> RECORD EXCERPTS:
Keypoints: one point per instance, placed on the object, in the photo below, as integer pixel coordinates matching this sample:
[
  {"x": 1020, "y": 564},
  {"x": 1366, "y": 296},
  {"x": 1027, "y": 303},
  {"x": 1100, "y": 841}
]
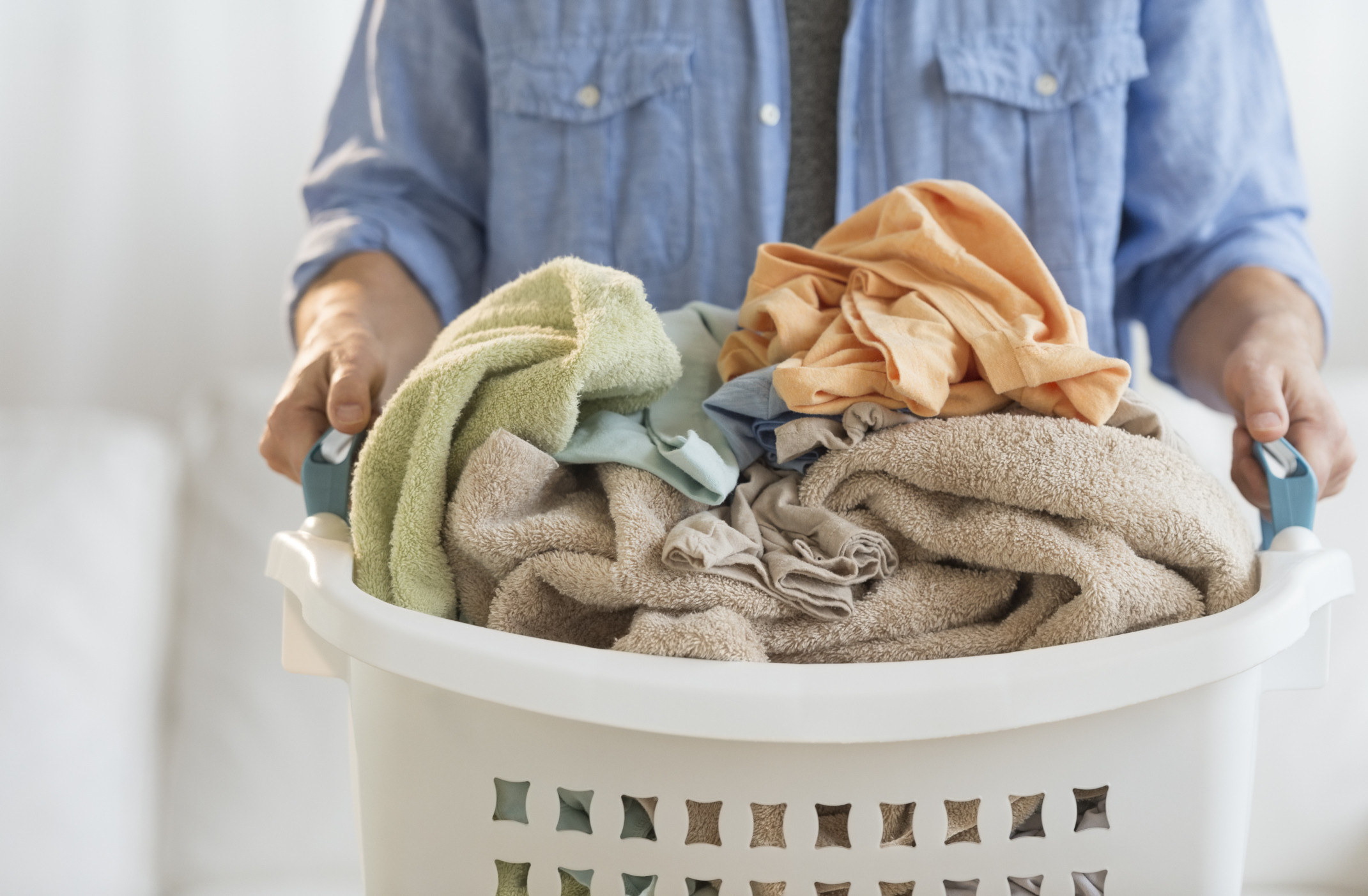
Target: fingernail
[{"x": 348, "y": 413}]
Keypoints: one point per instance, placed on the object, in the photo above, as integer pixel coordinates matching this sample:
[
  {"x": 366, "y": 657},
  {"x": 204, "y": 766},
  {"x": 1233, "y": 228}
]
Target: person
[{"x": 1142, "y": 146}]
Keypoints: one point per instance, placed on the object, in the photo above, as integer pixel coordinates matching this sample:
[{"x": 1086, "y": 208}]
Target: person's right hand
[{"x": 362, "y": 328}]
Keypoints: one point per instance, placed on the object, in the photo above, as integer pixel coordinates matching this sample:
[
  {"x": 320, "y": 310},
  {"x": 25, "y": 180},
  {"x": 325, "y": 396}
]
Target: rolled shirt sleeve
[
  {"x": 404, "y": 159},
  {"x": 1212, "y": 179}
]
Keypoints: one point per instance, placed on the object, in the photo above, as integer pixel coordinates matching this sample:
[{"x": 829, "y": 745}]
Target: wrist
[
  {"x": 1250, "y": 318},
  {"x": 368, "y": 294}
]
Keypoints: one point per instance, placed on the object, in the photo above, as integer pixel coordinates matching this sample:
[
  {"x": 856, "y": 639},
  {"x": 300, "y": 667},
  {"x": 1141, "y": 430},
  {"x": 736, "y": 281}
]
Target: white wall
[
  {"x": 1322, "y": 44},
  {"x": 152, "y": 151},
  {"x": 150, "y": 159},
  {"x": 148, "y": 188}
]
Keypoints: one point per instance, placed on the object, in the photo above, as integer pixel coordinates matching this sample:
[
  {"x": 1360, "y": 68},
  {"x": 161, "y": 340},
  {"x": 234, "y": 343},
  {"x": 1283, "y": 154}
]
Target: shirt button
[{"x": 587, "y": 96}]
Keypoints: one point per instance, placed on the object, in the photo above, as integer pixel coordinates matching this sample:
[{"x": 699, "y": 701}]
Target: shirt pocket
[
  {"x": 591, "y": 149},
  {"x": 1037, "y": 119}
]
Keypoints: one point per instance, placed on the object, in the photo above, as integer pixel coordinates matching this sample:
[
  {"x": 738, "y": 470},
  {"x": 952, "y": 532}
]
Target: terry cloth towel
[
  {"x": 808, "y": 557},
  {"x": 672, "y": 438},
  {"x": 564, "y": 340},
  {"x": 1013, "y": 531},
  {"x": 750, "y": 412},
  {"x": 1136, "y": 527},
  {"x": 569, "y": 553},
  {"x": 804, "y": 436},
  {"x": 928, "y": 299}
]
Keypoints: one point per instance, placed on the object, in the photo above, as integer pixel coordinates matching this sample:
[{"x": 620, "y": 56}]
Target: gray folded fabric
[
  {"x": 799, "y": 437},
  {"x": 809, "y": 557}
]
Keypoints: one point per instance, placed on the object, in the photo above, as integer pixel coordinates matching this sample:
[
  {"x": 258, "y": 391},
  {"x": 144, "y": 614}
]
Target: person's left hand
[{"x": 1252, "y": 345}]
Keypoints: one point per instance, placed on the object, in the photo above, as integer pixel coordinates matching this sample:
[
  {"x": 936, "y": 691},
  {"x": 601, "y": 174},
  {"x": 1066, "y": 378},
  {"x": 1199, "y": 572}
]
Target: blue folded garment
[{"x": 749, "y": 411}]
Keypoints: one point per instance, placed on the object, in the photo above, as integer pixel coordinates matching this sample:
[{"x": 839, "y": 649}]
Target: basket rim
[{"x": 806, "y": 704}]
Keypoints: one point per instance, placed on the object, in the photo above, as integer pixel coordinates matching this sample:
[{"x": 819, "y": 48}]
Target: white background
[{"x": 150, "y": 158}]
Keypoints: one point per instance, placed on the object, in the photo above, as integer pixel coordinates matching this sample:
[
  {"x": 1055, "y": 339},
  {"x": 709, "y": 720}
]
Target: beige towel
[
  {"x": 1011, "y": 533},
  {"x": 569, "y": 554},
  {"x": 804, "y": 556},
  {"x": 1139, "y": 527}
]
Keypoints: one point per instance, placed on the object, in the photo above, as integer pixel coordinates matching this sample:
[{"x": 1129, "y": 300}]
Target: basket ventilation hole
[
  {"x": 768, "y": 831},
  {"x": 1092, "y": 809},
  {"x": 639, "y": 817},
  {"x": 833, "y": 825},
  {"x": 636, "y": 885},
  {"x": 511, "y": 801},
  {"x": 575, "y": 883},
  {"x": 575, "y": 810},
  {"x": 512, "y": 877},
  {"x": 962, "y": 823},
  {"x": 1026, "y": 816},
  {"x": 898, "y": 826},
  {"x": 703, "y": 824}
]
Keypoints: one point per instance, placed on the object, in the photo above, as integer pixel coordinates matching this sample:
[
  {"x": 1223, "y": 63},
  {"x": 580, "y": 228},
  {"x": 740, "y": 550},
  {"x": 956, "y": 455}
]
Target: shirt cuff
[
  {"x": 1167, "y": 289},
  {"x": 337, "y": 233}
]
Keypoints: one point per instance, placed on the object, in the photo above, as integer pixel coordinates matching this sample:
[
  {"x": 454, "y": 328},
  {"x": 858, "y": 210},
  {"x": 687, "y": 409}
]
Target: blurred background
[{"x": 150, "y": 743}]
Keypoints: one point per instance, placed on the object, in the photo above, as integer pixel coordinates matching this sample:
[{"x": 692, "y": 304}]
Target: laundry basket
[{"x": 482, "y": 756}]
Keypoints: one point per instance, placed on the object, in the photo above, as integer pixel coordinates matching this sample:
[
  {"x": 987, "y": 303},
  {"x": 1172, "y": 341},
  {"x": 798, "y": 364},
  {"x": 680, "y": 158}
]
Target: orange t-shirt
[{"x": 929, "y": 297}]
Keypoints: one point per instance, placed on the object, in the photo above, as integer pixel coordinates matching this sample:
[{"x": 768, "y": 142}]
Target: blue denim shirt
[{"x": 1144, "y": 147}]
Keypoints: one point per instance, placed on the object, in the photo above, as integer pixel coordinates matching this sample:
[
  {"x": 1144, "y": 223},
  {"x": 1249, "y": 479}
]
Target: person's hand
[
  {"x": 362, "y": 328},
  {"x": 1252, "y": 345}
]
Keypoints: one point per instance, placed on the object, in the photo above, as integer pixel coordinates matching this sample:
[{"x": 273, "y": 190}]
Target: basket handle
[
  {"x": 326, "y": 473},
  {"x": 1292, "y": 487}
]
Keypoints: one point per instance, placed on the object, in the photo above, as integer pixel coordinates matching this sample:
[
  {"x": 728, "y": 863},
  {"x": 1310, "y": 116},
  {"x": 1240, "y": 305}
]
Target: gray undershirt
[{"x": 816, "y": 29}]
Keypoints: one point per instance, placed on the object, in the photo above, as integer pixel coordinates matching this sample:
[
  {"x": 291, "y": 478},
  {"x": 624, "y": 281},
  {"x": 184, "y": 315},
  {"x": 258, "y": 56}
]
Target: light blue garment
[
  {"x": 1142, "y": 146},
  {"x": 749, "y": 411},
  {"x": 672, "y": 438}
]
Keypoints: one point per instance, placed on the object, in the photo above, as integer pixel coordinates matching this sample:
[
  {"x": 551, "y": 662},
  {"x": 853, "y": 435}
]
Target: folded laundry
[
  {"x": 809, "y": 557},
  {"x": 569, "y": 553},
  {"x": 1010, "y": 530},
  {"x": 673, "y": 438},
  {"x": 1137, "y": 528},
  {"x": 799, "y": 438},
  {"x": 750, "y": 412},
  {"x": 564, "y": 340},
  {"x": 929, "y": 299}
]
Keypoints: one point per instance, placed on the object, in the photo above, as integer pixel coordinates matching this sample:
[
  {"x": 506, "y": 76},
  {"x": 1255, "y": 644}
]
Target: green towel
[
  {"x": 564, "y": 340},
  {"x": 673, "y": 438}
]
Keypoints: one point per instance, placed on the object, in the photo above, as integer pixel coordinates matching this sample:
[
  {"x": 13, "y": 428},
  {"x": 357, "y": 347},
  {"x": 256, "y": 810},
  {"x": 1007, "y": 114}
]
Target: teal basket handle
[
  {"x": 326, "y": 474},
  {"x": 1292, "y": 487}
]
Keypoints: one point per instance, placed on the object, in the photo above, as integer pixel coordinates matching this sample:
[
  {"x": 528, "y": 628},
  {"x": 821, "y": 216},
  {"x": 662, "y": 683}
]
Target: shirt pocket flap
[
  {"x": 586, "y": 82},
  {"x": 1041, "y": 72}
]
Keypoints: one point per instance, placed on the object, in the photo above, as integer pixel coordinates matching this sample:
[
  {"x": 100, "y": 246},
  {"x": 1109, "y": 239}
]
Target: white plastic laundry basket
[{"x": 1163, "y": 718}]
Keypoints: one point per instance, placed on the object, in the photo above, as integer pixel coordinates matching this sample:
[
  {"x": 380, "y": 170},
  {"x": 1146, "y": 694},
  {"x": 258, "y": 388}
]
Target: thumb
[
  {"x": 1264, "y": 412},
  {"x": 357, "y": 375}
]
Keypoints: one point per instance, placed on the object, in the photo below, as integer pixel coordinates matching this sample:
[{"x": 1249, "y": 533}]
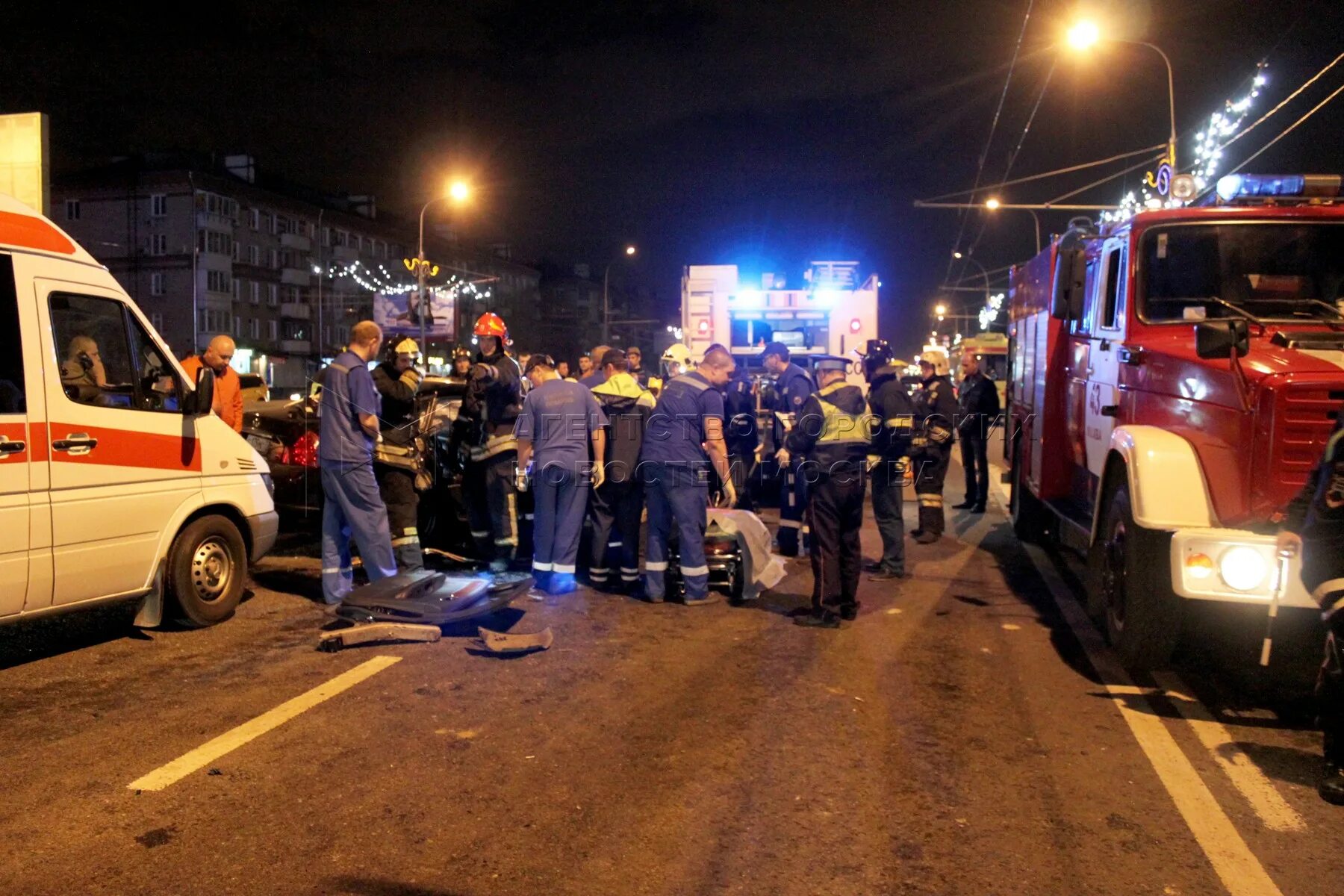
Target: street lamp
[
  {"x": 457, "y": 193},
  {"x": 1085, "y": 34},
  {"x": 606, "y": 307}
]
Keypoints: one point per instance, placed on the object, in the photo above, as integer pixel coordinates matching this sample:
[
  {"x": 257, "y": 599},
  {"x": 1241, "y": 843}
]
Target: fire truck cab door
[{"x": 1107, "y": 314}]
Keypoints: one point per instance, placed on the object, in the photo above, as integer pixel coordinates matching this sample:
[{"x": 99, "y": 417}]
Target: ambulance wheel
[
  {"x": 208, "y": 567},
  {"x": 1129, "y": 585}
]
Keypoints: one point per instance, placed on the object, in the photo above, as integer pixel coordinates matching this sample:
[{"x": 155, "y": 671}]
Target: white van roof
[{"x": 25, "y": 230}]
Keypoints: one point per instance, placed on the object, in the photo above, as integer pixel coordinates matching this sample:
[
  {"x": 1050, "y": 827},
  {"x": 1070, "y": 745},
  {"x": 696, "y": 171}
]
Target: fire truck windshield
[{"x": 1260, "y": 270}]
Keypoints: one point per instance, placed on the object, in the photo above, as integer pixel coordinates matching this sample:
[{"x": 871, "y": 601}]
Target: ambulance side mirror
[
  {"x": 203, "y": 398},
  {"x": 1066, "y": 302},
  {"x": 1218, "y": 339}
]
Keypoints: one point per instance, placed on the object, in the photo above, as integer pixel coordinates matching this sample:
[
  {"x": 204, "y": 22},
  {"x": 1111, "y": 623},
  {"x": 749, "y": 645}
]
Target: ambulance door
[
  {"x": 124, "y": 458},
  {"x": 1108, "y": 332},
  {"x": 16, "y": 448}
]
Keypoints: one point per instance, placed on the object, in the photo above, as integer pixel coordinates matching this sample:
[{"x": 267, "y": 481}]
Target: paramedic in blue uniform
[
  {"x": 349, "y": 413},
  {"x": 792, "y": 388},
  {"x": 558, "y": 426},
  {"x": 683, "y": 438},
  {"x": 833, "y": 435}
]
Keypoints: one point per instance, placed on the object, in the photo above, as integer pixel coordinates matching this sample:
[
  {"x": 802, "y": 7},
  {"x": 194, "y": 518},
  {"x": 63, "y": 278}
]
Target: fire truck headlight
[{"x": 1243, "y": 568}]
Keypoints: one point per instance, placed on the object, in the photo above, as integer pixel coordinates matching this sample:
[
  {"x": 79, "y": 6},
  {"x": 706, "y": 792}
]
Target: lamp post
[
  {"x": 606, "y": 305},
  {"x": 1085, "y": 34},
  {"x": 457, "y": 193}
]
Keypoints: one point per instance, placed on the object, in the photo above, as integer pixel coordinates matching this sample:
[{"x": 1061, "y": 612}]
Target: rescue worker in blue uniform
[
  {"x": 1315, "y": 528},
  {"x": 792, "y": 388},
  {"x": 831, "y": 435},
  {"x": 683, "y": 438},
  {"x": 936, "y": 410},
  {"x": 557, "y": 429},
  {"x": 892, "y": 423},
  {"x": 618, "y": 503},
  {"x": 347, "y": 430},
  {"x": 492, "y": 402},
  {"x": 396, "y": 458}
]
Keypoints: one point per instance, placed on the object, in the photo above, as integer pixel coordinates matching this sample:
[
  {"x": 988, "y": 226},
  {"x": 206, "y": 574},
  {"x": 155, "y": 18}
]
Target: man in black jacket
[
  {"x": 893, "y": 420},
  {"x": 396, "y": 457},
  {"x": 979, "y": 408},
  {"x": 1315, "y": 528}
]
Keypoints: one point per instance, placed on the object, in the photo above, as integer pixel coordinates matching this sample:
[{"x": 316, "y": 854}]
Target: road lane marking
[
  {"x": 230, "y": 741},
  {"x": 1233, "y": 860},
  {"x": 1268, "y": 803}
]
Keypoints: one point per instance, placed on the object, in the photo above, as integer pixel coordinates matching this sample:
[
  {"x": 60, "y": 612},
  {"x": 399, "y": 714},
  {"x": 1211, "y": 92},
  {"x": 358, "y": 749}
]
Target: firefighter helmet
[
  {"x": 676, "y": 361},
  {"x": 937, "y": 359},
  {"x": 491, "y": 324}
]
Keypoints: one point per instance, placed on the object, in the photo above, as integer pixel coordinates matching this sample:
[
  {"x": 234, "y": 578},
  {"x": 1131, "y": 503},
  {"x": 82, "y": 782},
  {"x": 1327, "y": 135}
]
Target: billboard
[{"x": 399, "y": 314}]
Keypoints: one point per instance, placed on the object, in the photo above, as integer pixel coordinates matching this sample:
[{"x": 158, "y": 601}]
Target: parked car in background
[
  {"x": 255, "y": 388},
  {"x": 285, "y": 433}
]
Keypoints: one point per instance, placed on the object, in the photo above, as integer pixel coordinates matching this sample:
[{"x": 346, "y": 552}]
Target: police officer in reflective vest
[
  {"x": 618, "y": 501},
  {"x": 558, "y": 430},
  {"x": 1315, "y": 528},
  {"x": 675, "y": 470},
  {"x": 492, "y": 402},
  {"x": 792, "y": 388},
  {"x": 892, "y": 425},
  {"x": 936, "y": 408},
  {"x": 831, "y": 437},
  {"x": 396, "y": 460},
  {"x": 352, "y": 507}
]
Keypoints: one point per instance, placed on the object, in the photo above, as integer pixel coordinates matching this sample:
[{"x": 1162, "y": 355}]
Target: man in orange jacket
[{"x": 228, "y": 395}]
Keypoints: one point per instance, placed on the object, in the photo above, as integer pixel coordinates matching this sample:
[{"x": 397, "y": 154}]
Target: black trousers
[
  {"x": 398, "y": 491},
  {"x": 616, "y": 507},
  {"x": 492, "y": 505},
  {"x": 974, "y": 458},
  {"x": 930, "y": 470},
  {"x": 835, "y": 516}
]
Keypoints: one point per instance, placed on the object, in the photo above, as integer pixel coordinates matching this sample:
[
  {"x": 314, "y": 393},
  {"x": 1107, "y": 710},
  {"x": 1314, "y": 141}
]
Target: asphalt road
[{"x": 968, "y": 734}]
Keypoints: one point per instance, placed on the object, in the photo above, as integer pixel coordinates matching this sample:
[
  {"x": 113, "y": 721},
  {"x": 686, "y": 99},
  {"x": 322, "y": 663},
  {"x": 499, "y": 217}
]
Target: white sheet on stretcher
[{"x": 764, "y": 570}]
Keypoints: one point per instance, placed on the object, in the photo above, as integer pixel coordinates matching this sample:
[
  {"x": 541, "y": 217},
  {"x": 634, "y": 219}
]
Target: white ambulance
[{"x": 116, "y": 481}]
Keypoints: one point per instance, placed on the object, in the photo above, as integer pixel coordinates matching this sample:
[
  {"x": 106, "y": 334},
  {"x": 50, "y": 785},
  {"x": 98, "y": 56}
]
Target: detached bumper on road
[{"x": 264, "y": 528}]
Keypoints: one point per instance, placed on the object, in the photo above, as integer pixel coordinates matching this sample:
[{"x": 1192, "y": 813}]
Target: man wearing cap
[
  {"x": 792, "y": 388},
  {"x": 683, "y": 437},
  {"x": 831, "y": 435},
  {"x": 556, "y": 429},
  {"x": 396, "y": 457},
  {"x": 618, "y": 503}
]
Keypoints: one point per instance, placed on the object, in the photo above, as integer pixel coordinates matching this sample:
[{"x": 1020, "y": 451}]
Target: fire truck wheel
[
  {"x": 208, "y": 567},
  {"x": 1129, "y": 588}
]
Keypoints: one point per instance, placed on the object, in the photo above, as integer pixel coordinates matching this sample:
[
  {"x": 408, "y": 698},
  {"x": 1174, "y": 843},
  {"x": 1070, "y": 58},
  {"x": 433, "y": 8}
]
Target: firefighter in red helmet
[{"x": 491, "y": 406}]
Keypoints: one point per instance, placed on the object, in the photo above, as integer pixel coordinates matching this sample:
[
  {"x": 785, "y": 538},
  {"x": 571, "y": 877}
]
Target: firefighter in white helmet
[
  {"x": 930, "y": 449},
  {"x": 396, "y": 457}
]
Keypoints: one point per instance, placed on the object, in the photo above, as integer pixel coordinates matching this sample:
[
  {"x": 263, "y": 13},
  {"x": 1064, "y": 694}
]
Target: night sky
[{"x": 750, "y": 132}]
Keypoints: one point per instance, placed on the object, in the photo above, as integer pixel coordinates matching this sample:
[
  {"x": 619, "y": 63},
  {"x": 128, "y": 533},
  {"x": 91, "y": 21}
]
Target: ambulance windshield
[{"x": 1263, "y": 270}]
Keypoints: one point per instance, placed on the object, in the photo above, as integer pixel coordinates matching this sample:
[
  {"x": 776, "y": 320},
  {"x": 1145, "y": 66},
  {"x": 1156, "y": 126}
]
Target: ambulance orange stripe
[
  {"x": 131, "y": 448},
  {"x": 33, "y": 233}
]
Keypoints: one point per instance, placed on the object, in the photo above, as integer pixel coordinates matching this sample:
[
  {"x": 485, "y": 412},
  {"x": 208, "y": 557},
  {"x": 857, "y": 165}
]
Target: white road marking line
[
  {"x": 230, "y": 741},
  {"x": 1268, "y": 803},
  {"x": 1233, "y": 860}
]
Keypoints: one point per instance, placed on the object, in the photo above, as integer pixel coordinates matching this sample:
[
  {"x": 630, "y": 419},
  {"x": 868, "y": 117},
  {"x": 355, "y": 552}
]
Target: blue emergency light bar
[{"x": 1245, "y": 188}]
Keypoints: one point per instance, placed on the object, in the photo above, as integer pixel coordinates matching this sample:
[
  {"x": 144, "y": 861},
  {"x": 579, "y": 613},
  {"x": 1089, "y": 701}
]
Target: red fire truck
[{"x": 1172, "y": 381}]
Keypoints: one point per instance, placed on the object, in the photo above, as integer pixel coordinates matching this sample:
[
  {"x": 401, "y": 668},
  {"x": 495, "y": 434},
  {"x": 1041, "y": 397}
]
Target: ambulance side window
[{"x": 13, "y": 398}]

> WHAT YOU ARE ASKED TO DO: Your answer should be an exact copy of the lines from the one with "Target: firefighter in red helmet" through the end of the material, with no other lines.

> RESPONSE TO THIS TASK:
Target: firefighter in red helmet
[{"x": 491, "y": 406}]
Keypoints: one point per instance, placed on the object, in the photo above, as integer pixel coordinates matching this sample:
[
  {"x": 785, "y": 538},
  {"x": 571, "y": 877}
]
Target: firefighter in white helmet
[
  {"x": 930, "y": 449},
  {"x": 396, "y": 457}
]
Keypoints: one point per instance, placed on the object, in the photo above, as integer pixel coordinates matching this sample:
[
  {"x": 263, "y": 13},
  {"x": 1064, "y": 694}
]
Target: night sky
[{"x": 750, "y": 132}]
Keypoints: one point per instance, placed on the object, in the photo above, as integer pixel coordinates matching this sample:
[
  {"x": 619, "y": 63},
  {"x": 128, "y": 533},
  {"x": 91, "y": 21}
]
Target: ambulance windshield
[{"x": 1263, "y": 270}]
Keypoints: one point per instance, placed on the object, in the photo above, as integer pixel coordinates matching this sample:
[
  {"x": 776, "y": 320},
  {"x": 1145, "y": 66},
  {"x": 1156, "y": 126}
]
Target: ambulance orange stripe
[
  {"x": 131, "y": 448},
  {"x": 33, "y": 233}
]
Keypoints: one point per instance, placed on the object, in the photo above, as integer pixel coordinates matching this sample:
[
  {"x": 485, "y": 412},
  {"x": 208, "y": 557},
  {"x": 857, "y": 165}
]
Target: white road marking line
[
  {"x": 230, "y": 741},
  {"x": 1268, "y": 803},
  {"x": 1233, "y": 860}
]
Keypoints: one point per instance, placed on the object, in the photo above, as integer pixel coordinates matching this sample:
[
  {"x": 630, "y": 419},
  {"x": 868, "y": 117},
  {"x": 355, "y": 552}
]
Target: blue emergency light bar
[{"x": 1245, "y": 188}]
Keypoints: one point per instance, placed on the object, in the photo above, as integer pixel coordinates matching this sample:
[
  {"x": 144, "y": 861},
  {"x": 579, "y": 613},
  {"x": 1089, "y": 701}
]
Target: red fire truck
[{"x": 1172, "y": 381}]
Keypoints: one point per instance, placed on the object, in the photo above, as integer pixel coordinates matching this sample:
[
  {"x": 401, "y": 668},
  {"x": 495, "y": 434},
  {"x": 1041, "y": 397}
]
Target: ambulance side window
[{"x": 13, "y": 398}]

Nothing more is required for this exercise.